| Problems and tasks |
1. In the article on non-mega custodians, which firm is said to resemble State Street in business mix?
2. Reproduce the article on non-mega custodians between "In a recent" and "burn to oblivion.", inclusive.

| Provided passage |
Making the non-mega custodians mega

Custodians outside of the mega players, like BNY Mellon and State Street, will need revolutionary thinking to remain competitive.

In a recent article, Joe Parsons questioned the impact that the new, external to the industry, CEO’s would have on three of the major industry players. These were the mega custodians, BNY Mellon and State Street Bank. There was also Northern Trust, which has similar characteristics to State Street in business mix but faces similar challenges to the other non-mega market players. In fact, all bar the top four or five players in the market have a major challenge. They need revolutionary thinking to avoid profit attrition, product degradation and a slow burn to oblivion.

So, what is the problem?  It is technology spend, people, buy-side dynamics, re-engineering of the business architecture and unseen competition. And the solutions? They must be different for the 15 or so non-mega players from those they are adopting. There will always be niche suppliers, perhaps geographic for specialised products, but being a mini-mega custodian is definitely not an option.

Technology spend by the mega players exceeds the gross revenues of many of the lesser ones. That is no automatic panacea as one can spend and deliver poor technology, but it is a major competitive advantage. The reality is that we appear to be on the cusp of a major re-engineering of IT architectures. At one level firms are moving to functional convergence; using the same platform in different business lines by focusing on the 90% which is comparable rather than the 10% which is different.

At another level, firms need to consider where they have competitive advantage or where they could outsource into utilities to achieve better performance. Furthermore, there is a need to consider using facilities managers, leveraging more cloud technologies, using artificial intelligence (AI) to better cost advantage and creating possible cooperatives with competitors to reduce the unit cost of investment. In effect, the future has to be more unified supply chains and greater automation. Technology is a barrier for most that budgets cannot overcome; sharing technologies is a solution that few will be able to avoid.

AI should be able to decimate the operational labour force and also some of the front-end information provider functions. You do not need people for 90% of settlement as it is automatic or logically iterative. You do not need people to pass information or explain data or information sent unless your delivery tools are sub-standard. You do need people to understand client needs, offer advice on enhancing client processes and being able to communicate these into requirements that can be met by the business. You do not need people to communicate or calculate the bulk of fund pricing or compliance with fund prospectuses as AI will do it better and faster. You may need less offshoring, quite simply because a large number of those roles are capable of being automated. In reality, you need less people but more skilled and more broadly trained; inevitably that also means better paid or costlier depending on your viewpoint.

| Supplied material |
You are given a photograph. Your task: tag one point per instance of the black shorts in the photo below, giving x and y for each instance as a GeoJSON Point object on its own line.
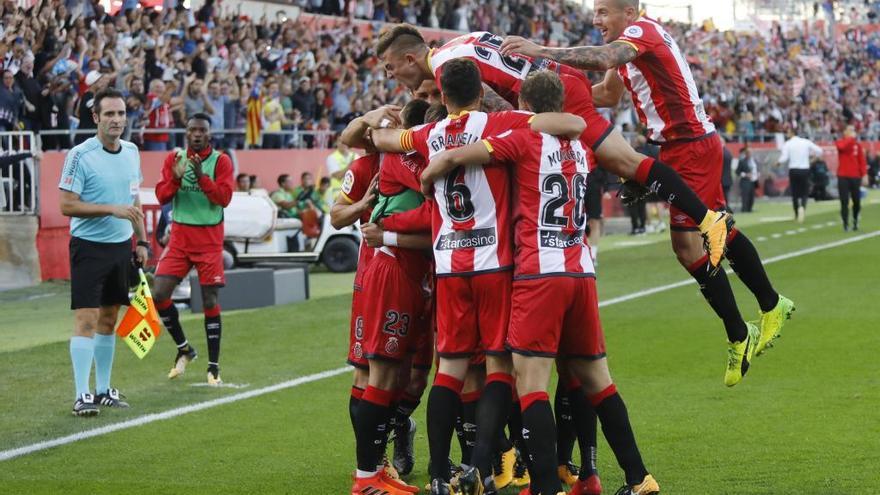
{"type": "Point", "coordinates": [99, 273]}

| Responses |
1. Northern Trust

2.
In a recent article, Joe Parsons questioned the impact that the new, external to the industry, CEO’s would have on three of the major industry players. These were the mega custodians, BNY Mellon and State Street Bank. There was also Northern Trust, which has similar characteristics to State Street in business mix but faces similar challenges to the other non-mega market players. In fact, all bar the top four or five players in the market have a major challenge. They need revolutionary thinking to avoid profit attrition, product degradation and a slow burn to oblivion.